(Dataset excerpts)
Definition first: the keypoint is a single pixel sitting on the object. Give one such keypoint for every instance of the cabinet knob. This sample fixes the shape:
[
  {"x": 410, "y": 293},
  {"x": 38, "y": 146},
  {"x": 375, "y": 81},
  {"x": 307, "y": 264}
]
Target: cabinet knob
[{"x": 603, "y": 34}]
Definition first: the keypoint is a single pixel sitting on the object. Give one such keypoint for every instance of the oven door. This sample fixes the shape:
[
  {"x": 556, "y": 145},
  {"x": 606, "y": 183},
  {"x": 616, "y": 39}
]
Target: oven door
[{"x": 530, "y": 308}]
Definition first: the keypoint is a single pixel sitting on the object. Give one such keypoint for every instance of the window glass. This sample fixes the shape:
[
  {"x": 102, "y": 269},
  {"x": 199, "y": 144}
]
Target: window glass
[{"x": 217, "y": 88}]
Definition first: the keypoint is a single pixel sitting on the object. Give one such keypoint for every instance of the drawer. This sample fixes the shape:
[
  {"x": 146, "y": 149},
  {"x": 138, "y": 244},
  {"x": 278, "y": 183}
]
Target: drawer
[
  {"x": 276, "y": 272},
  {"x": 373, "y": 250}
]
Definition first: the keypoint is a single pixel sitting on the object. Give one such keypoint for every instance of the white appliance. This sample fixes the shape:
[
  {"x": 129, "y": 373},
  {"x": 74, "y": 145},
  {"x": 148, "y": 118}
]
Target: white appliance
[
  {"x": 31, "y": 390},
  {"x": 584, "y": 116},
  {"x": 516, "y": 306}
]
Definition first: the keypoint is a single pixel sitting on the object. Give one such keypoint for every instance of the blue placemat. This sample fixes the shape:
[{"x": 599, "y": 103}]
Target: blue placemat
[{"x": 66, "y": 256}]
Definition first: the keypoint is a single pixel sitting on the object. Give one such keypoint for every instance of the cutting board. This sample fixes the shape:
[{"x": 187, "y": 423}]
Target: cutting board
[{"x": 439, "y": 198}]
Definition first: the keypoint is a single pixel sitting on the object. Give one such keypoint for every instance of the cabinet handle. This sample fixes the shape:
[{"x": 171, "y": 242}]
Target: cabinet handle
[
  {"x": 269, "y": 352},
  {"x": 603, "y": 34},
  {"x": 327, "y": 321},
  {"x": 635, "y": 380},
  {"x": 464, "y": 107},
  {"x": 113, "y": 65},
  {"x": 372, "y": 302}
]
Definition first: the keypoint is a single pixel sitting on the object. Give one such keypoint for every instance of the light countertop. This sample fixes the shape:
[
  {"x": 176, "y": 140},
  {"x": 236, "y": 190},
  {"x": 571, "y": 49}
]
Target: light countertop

● TASK DIRECTIONS
Using the data above, copy each line that contains "countertop".

● TASK OUTPUT
Definition first: the keypoint is a single pixel sitting on the object. Give one such keypoint for every instance of the light countertop. This sample fixes the shape:
Target: light countertop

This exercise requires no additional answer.